(Image-grounded pointing data)
────────

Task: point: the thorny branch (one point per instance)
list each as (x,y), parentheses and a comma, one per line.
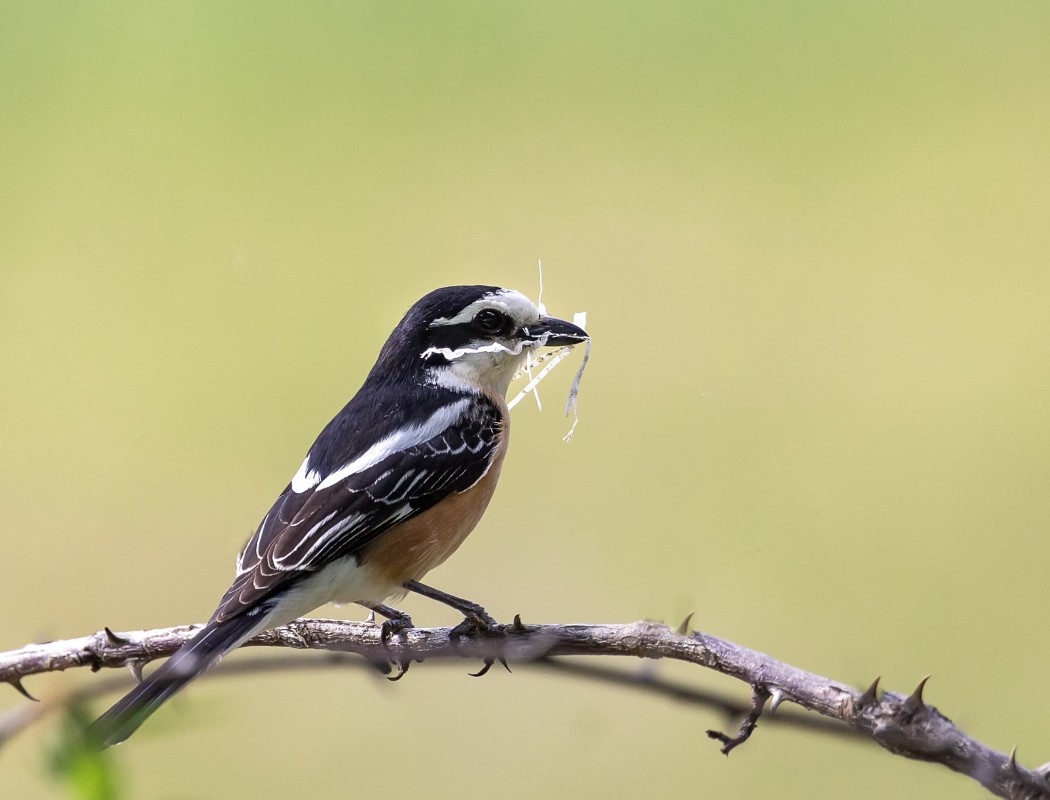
(904,725)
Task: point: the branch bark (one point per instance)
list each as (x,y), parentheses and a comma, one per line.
(905,725)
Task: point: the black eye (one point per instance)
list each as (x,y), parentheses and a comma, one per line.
(489,320)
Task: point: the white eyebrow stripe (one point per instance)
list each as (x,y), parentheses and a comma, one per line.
(517,304)
(306,478)
(402,440)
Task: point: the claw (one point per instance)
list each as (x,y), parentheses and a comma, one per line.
(915,701)
(402,669)
(135,669)
(870,694)
(17,682)
(113,639)
(683,629)
(1012,763)
(777,696)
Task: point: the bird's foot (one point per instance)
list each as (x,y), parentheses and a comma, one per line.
(480,623)
(396,623)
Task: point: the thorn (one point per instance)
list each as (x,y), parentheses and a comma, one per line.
(17,682)
(113,639)
(135,669)
(402,670)
(870,694)
(1012,763)
(778,696)
(915,702)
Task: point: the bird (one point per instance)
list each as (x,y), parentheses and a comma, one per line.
(389,490)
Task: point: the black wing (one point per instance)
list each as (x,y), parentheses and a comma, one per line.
(307,530)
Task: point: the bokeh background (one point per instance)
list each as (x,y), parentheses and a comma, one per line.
(813,240)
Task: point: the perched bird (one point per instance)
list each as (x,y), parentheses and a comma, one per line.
(387,491)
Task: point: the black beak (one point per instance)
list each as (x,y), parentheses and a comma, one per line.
(558,332)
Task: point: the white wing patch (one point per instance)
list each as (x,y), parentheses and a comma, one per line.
(403,439)
(306,479)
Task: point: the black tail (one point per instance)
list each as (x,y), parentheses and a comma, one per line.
(196,655)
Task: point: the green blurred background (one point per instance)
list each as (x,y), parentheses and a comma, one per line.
(813,240)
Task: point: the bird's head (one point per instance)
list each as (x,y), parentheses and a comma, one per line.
(471,338)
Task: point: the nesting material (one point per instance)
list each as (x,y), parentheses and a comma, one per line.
(550,360)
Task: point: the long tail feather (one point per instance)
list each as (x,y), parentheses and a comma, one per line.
(203,651)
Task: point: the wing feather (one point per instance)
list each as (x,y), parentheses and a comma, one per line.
(303,531)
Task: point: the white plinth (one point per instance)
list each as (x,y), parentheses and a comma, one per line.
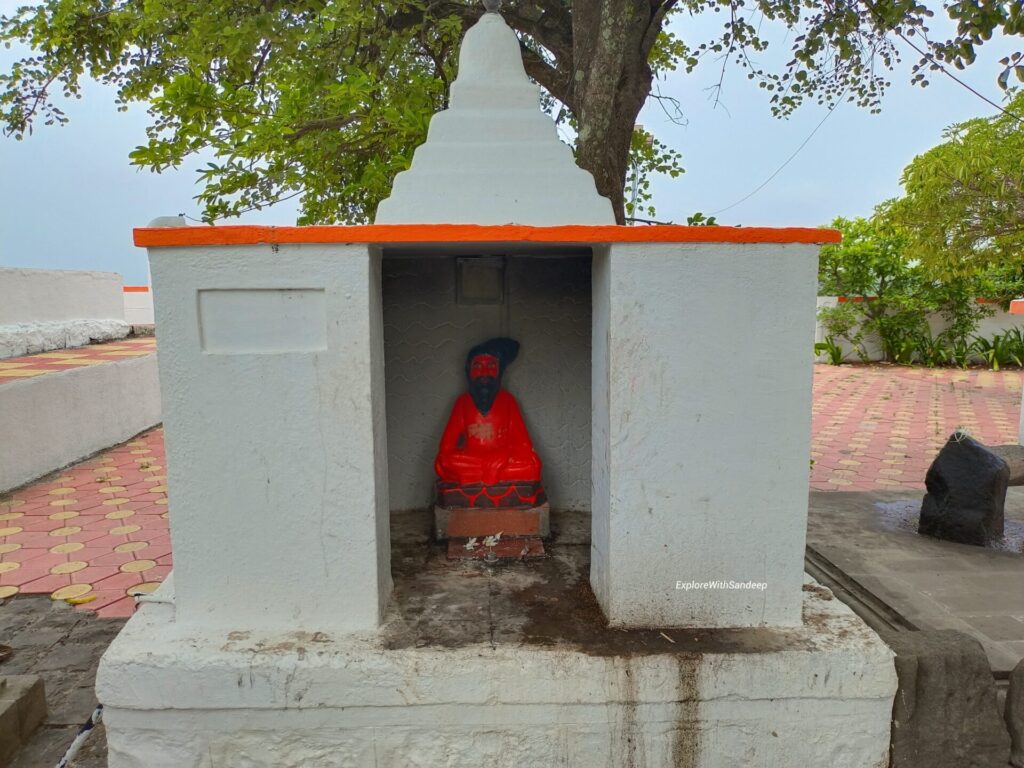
(701,387)
(271,374)
(179,697)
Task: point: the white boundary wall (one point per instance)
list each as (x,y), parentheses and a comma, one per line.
(47,422)
(43,309)
(997,323)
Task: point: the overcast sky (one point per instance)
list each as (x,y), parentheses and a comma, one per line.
(69,198)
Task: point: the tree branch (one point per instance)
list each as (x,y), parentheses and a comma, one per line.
(654,28)
(324,124)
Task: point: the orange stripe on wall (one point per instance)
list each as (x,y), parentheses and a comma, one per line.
(392,233)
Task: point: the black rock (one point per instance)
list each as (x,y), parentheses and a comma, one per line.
(1014,715)
(945,713)
(967,488)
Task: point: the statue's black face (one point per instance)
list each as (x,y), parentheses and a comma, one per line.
(484,381)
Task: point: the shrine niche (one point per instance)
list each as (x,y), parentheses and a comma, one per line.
(489,497)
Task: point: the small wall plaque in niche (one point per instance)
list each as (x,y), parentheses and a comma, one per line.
(263,321)
(480,280)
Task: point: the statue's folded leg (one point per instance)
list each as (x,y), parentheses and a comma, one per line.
(461,468)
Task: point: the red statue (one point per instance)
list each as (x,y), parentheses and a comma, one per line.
(485,441)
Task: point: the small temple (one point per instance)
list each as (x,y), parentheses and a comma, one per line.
(498,498)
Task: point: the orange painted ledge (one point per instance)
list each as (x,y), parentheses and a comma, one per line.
(394,233)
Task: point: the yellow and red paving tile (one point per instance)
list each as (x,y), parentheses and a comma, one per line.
(96,534)
(13,369)
(879,427)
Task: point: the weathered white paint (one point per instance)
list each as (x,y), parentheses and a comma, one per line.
(493,157)
(179,696)
(271,370)
(47,422)
(702,409)
(138,307)
(427,335)
(46,295)
(43,309)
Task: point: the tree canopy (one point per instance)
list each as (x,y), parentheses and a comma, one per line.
(327,98)
(964,202)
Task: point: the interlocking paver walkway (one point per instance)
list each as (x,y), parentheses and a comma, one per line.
(97,531)
(12,369)
(879,427)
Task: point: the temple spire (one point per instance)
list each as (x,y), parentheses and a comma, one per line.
(494,157)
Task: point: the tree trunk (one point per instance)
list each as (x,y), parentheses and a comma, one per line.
(610,83)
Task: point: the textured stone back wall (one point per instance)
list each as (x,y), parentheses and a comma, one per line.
(427,335)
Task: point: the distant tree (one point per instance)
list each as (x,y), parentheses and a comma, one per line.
(964,204)
(327,98)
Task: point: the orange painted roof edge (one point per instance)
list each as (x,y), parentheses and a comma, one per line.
(395,233)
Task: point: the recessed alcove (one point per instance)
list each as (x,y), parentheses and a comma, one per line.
(431,321)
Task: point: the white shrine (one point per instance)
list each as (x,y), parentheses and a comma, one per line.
(667,376)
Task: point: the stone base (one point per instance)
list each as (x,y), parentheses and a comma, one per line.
(544,685)
(464,522)
(23,709)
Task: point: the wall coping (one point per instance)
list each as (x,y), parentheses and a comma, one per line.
(429,233)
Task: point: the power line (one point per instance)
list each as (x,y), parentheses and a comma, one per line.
(937,65)
(788,160)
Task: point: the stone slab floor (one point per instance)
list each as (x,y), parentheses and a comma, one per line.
(61,645)
(871,538)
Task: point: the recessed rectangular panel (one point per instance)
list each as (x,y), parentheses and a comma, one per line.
(262,321)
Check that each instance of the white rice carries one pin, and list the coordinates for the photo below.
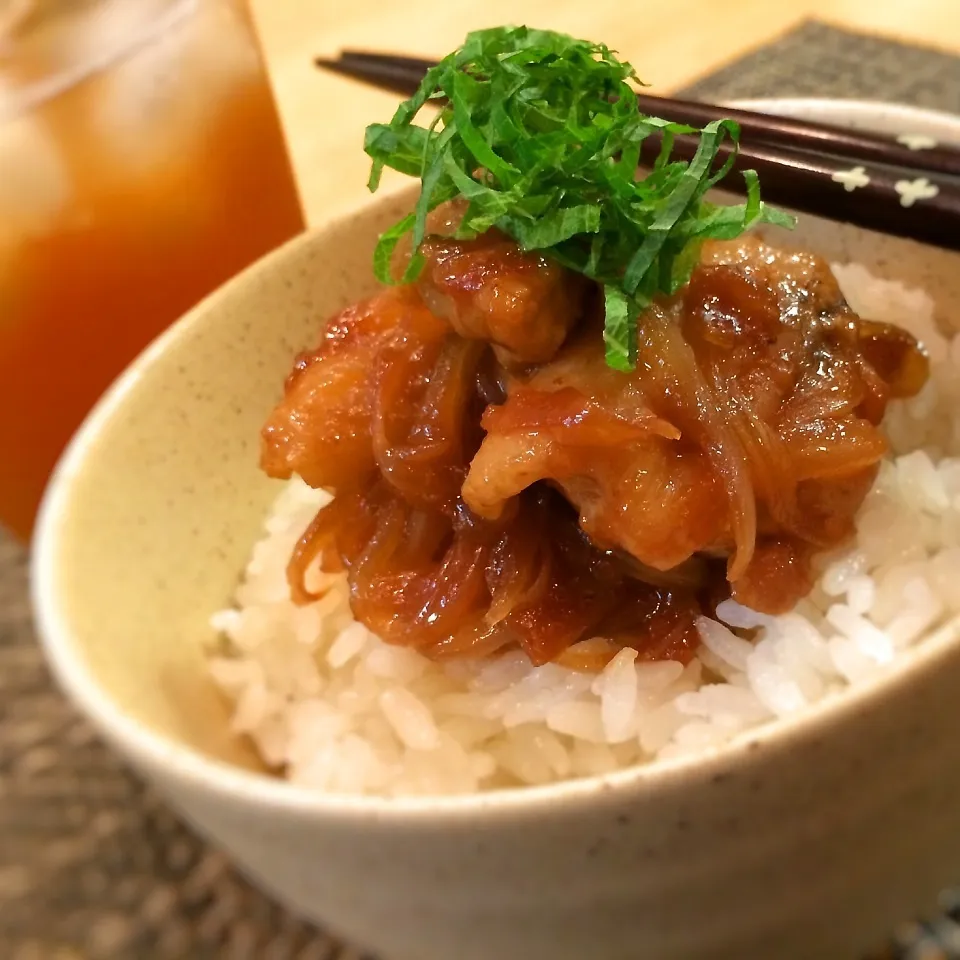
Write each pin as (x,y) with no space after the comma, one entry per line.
(332,707)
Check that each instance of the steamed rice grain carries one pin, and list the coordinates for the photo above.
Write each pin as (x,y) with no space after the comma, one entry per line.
(331,707)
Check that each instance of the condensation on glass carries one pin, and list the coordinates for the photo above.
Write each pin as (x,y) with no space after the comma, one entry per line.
(141,164)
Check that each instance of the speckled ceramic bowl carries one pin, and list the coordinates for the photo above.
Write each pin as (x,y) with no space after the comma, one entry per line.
(806,841)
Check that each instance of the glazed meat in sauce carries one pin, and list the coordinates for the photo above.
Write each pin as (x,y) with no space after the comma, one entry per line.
(498,485)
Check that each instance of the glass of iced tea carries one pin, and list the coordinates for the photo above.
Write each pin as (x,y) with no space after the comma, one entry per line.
(141,165)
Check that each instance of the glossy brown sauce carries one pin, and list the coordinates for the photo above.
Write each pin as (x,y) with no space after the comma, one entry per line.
(497,485)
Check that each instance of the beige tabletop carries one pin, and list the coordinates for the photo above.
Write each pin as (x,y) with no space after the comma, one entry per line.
(670,43)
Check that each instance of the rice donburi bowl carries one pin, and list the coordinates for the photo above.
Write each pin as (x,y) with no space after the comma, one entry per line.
(801,838)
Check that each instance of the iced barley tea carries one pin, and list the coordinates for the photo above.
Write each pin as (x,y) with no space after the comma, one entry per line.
(141,165)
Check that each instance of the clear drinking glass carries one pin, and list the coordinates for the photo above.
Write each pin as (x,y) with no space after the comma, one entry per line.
(141,164)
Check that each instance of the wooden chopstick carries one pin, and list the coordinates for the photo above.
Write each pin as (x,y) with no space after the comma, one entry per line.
(794,134)
(863,179)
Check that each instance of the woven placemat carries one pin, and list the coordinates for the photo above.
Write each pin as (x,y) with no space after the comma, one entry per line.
(93,866)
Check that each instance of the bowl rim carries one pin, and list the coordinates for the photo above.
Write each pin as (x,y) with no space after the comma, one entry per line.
(172,759)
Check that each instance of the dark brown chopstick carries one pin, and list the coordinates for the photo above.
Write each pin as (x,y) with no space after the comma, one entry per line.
(883,187)
(405,73)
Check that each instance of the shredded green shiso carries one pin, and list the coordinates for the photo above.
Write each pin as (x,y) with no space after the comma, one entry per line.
(541,134)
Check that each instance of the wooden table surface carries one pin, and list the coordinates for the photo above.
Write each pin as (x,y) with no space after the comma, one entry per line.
(670,43)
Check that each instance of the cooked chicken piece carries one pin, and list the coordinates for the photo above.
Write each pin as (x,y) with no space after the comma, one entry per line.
(750,418)
(488,289)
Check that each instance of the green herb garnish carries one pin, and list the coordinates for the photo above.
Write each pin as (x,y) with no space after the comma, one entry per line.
(541,134)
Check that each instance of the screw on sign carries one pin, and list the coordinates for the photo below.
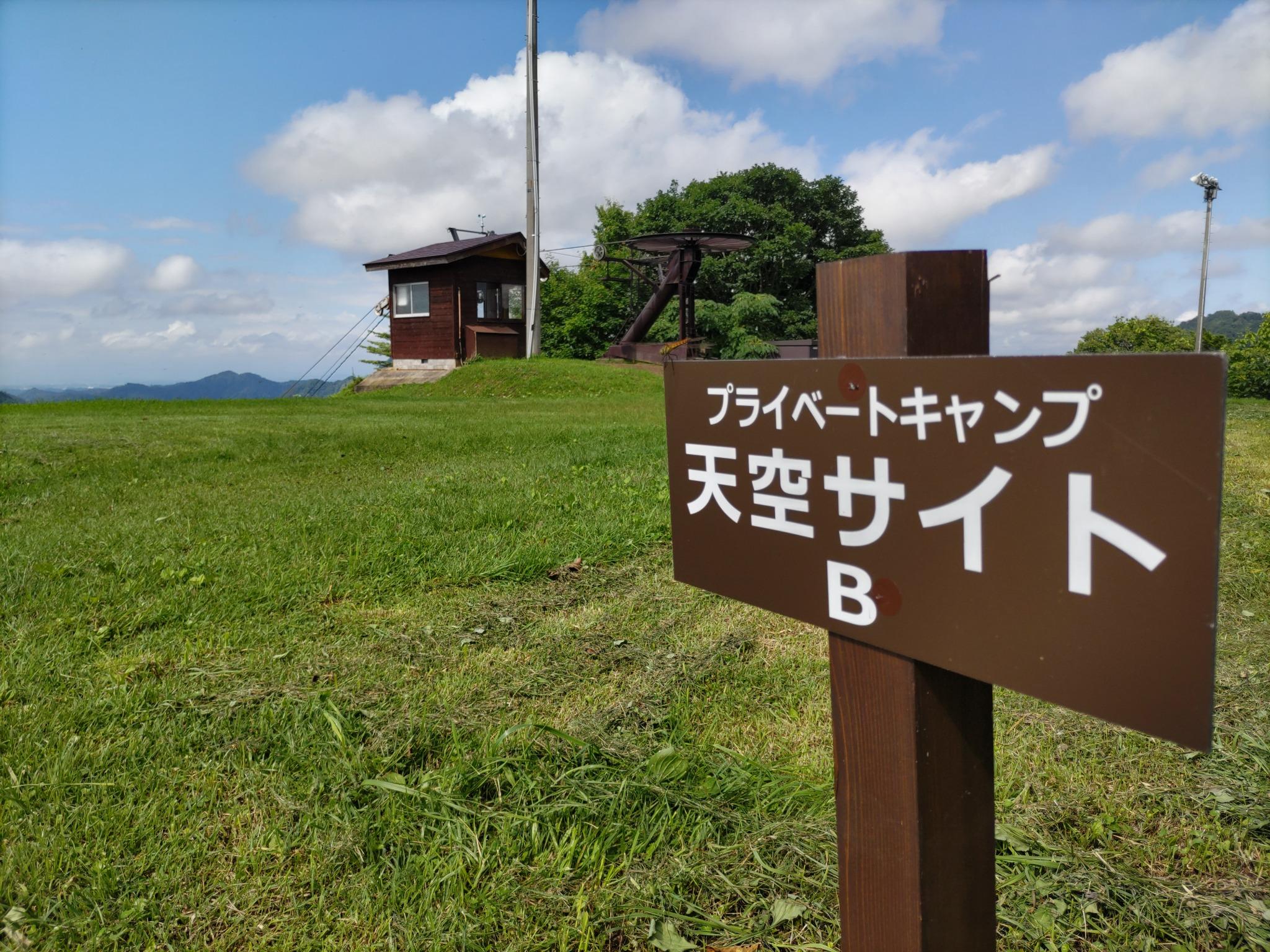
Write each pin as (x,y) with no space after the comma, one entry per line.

────────

* TASK TO CARRY OUT: Search the data above for the string "black". Report every line where it is found.

* REPLY TO THE EXERCISE:
Task: point: the black eye (one point per instance)
Task: point: the black wing (one point per instance)
Task: point: the black beak (one point per instance)
Task: point: the black tail (one point per instance)
Task: point: the black rock (one point per instance)
Task: point: the statue's black face (one point per instance)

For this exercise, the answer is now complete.